- _Page_:
[Start]

Indian GDP rose an annual 6.9% in the September quarter of 2011-12 from 8.4% in the same quarter of 2010.

And the government last week slashed India's GDP growth forecast for the current fiscal to 7.5% from the earlier estimate of around 9%, a substantial reduction.

Mr Mukherjee said as the sovereign debt crisis in Europe has hurt India which also has high debt and deficits.

He said India's difficulties with public debt and the deficit were "nowhere near" those of Europe's, but the political instability is adding to market concerns.

The slowdown in external demand has seen export growth slow and the current account deficit has risen to about 3% of the size of the economy (as measured by GDP).

Some of this anxiety has been driven by the dramatic fall in the value of India's currency.

In the past couple of weeks the Rupee has fallen to record lows of Rupees 53 to the dollar and is down around 17% for the year so far.


In Japan, the expected downturn in business sentiment emerged in the last Tankan survey from the Bank of Japan.

[End]

- _Stored data_:
[Start]

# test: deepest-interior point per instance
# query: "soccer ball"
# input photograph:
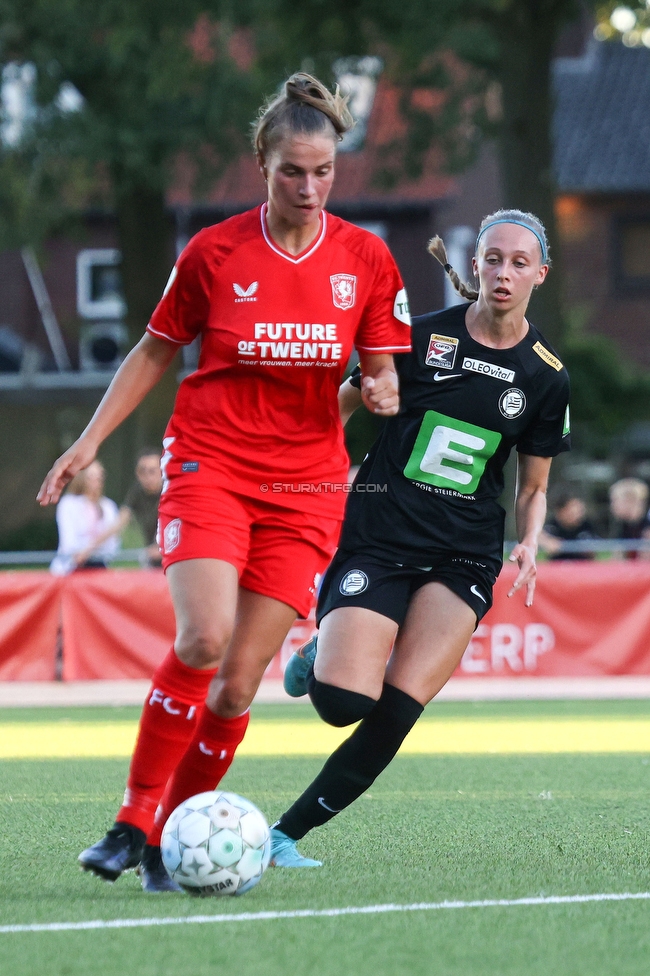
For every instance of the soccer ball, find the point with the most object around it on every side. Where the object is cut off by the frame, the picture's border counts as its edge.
(216, 843)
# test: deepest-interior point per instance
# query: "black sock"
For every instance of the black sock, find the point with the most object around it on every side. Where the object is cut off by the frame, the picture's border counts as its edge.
(356, 763)
(338, 706)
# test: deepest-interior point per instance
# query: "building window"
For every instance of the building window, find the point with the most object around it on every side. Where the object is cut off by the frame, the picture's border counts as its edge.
(99, 287)
(633, 255)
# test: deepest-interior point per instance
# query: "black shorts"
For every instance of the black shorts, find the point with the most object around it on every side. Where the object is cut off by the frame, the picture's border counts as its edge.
(387, 587)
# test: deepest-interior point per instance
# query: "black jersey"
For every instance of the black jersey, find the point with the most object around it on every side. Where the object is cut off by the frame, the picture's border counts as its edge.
(433, 478)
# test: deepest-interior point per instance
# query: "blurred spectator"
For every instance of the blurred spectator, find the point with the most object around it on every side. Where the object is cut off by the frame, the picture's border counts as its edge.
(628, 506)
(141, 503)
(86, 522)
(568, 523)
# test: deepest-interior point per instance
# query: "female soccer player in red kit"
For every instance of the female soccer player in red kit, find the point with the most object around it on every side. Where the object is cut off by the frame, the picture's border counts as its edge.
(253, 454)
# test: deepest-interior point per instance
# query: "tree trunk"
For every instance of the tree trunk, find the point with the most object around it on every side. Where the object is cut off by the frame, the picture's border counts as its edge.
(528, 30)
(146, 237)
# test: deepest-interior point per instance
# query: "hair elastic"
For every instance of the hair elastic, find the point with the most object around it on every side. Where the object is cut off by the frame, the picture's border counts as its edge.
(520, 223)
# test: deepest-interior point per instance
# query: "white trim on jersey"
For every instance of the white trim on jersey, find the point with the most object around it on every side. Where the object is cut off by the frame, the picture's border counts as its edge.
(267, 237)
(163, 335)
(383, 348)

[End]

- _Instruction 1_: According to the economic slowdown article, to what figure did the government cut India's GDP growth forecast for the current fiscal year?
- _Instruction 2_: Reproduce word for word the passage in the economic slowdown article from "Indian GDP rose" up to and including "debt and deficits.".
- _Instruction 3_: Extend the economic slowdown article, starting right after its final sentence.
The data stands apart from the economic slowdown article.

- _Written answer 1_: The forecast was cut to 7.5%, from an earlier estimate of around 9%.

- _Written answer 2_:
Indian GDP rose an annual 6.9% in the September quarter of 2011-12 from 8.4% in the same quarter of 2010.

And the government last week slashed India's GDP growth forecast for the current fiscal to 7.5% from the earlier estimate of around 9%, a substantial reduction.

Mr Mukherjee said as the sovereign debt crisis in Europe has hurt India which also has high debt and deficits.

- _Written answer 3_:
The December Tankan's sentiment index for big manufacturers dipped to minus-4 in December from plus-2 three months ago, indicating pessimists outnumber optimists.

That was much worse than the median forecast from economists of minus 2.

The reading marks the main index's first dip into negative territory since the June quarter survey, when the impact of the March 11 earthquake and tsunami was still causing supply chain problems across the country and internationally.

(The index is calculated by subtracting the percentage of firms saying business conditions are bad from those saying they are good.)

The Tankan survey reflects broad growth trends in the economy and serves as one of the central bank's key policy gauges, and it mirrors both the slowing pace of export growth and weaker than expected industrial production in the past three months.

And there's no sign that the dip is going to be reversed early in 2012, with big manufacturers expecting business conditions to deteriorate three months ahead with the outlook index for March next year at minus-5.

It's more evidence that the rebound from the March 11 disasters is losing impetus.

Big companies cut their capital expenditure plans for the year to next March to 1.4%, more than half the 3% rise forecast in the Tankan for the September quarter.

But it wasn't all bad with sentiment among large non-manufacturers improved to plus 4 in December from a reading of plus 1 in September.

Sentiment at medium-sized manufacturers remained steady but still pessimistic, at a -3 reading, unchanged from the previous survey.

And small manufacturers improved to a -8 result from -11 in the last survey.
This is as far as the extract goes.